#### EXERCISE DIRECTIONS
Nothing is needed except the lines below that run from the one with "Q: Pick out each instance of the vaulted" through the one with "Target: green evergreen tree", repeated exactly.

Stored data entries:
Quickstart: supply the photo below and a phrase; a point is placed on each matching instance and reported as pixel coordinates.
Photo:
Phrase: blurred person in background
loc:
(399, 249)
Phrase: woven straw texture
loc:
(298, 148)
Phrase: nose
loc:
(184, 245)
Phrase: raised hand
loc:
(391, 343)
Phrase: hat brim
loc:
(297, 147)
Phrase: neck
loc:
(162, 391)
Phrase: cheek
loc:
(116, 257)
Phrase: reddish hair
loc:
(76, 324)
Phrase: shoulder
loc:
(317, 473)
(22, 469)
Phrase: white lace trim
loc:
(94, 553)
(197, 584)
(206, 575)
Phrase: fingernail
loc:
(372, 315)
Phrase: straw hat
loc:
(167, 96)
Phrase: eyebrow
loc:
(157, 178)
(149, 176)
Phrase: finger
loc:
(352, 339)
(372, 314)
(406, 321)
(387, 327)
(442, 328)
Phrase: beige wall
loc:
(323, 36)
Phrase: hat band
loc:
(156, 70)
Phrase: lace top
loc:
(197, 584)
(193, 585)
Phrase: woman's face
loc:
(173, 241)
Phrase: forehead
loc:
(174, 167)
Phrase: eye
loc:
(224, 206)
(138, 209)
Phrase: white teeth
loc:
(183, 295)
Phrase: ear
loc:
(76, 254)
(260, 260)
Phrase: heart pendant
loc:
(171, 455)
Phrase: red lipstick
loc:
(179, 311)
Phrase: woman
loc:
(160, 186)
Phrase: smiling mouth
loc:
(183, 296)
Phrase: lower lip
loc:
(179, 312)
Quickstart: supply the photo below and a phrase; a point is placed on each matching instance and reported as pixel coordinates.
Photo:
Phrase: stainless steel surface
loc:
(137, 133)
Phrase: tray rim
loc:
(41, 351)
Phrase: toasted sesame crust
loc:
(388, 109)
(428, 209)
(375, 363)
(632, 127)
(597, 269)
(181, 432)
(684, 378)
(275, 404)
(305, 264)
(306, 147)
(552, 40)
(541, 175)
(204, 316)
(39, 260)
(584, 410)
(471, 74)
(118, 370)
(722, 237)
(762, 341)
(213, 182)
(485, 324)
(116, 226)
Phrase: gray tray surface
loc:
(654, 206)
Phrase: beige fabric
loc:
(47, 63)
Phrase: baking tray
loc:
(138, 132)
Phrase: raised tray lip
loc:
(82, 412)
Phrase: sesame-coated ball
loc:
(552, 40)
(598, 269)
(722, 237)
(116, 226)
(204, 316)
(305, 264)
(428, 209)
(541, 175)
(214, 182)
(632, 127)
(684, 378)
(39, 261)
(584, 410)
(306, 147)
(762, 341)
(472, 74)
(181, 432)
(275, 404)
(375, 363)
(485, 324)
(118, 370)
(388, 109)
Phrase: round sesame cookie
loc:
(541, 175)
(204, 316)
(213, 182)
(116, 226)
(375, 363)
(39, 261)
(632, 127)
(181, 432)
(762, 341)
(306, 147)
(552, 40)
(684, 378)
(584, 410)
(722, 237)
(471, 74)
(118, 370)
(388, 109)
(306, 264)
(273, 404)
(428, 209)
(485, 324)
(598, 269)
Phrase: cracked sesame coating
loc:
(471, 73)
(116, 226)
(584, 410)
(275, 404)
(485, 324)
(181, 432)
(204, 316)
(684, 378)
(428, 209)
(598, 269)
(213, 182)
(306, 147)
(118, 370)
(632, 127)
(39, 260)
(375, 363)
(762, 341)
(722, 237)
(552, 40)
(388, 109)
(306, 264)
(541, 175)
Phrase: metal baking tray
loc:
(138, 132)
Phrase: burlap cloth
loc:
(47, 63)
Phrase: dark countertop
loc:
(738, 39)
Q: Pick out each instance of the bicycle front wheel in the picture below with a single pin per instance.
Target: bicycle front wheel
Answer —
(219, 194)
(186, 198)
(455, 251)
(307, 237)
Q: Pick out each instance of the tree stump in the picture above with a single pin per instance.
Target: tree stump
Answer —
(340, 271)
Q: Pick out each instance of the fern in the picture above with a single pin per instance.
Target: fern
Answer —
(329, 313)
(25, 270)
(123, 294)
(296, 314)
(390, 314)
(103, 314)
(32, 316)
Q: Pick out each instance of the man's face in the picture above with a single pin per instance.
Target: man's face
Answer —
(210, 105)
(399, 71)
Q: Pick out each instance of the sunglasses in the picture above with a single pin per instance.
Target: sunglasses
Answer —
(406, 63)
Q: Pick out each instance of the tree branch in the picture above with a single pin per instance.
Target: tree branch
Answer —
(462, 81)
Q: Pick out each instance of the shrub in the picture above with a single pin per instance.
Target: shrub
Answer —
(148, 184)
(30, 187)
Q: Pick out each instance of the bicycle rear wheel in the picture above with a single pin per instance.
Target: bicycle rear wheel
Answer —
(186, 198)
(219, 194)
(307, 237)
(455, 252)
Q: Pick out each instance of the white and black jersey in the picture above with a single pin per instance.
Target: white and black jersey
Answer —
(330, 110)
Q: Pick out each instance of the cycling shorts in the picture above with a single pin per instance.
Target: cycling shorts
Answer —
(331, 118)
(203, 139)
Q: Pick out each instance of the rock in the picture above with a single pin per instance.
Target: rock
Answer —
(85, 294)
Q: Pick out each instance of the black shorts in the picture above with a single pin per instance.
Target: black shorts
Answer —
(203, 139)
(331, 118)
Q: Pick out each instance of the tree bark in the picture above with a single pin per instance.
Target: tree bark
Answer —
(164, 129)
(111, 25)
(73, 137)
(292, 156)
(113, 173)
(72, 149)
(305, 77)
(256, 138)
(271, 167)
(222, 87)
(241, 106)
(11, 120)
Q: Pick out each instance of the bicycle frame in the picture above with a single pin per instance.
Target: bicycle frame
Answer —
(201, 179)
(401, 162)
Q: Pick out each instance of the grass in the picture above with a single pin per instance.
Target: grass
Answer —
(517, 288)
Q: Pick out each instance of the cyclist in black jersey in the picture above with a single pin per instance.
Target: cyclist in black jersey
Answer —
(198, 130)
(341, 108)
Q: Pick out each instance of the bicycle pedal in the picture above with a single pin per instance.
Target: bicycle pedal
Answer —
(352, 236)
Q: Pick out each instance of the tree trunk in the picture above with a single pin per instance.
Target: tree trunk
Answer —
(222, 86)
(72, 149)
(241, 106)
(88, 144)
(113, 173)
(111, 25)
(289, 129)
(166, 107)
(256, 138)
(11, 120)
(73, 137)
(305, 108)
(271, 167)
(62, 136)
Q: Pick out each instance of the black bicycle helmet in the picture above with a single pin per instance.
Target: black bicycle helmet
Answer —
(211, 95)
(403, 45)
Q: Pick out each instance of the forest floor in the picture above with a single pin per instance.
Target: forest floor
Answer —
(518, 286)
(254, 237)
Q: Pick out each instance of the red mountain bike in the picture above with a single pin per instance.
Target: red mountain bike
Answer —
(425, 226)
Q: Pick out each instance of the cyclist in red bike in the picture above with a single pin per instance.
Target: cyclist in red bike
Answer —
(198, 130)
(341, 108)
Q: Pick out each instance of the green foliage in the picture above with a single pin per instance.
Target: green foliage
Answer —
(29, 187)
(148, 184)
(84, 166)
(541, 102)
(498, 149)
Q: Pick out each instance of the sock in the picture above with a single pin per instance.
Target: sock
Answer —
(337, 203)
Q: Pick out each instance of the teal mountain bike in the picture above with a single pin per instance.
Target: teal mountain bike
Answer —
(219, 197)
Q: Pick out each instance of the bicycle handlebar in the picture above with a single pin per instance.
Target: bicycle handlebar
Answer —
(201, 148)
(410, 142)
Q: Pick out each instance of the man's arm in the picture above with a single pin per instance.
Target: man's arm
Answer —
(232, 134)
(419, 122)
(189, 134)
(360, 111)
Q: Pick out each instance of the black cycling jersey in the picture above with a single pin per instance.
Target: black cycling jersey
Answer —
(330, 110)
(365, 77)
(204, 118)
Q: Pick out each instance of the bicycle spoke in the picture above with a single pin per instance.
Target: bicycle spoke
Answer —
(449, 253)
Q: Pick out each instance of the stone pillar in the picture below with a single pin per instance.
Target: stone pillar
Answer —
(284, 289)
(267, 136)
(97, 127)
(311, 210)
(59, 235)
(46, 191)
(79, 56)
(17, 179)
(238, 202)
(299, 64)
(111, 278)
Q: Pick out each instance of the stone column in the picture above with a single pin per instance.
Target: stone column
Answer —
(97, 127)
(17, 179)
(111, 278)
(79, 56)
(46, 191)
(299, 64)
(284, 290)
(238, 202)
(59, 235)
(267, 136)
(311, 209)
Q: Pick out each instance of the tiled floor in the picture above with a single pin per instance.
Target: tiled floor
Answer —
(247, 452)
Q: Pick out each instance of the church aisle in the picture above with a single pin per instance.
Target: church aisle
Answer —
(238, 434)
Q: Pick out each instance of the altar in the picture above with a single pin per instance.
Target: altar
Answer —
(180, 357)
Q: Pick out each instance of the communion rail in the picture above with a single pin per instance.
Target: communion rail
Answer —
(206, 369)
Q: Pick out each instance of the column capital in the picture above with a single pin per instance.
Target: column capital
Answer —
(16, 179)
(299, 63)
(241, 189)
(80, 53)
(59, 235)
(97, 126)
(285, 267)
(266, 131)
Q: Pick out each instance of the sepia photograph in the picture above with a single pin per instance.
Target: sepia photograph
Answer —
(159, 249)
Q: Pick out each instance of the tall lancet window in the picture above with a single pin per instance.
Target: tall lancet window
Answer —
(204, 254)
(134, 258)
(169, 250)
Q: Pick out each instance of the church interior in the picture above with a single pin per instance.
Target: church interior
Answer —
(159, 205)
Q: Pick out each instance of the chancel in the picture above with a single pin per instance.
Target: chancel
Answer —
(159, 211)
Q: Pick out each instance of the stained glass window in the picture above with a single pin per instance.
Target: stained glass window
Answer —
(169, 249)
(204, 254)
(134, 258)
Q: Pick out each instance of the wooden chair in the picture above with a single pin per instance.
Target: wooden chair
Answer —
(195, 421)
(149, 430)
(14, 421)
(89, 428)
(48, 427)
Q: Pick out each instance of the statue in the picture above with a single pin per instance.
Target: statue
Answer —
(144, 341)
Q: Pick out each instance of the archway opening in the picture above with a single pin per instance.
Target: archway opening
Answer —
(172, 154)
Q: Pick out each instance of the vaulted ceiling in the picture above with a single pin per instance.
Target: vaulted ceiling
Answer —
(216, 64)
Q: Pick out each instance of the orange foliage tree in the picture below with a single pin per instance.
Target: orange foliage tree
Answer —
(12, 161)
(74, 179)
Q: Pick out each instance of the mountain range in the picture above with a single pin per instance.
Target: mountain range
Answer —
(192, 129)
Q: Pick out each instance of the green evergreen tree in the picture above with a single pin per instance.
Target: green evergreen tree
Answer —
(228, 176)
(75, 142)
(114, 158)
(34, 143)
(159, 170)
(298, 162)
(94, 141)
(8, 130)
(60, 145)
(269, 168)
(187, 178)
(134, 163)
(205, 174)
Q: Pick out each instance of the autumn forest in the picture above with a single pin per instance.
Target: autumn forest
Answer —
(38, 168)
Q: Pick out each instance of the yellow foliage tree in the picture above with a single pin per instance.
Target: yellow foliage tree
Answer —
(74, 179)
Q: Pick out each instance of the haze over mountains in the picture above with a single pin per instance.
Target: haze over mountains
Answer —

#### EXPECTED ANSWER
Q: Pick out each instance of the vaulted ceiling in the picture above with a single pin per instance.
Target: vaulted ceiling
Answer —
(216, 64)
Q: Pick out each instance of the orange foliage tree in the picture below with a single pin per instance.
Target: orange foliage tree
Answer —
(12, 161)
(74, 179)
Q: Pick out each instance of the mountain range in the picture above with a single pin per instance.
Target: mountain range
Answer —
(192, 129)
Q: Pick out each instance of the green evergreen tree in the picture above with a single pin per instance.
Target: green evergreen tree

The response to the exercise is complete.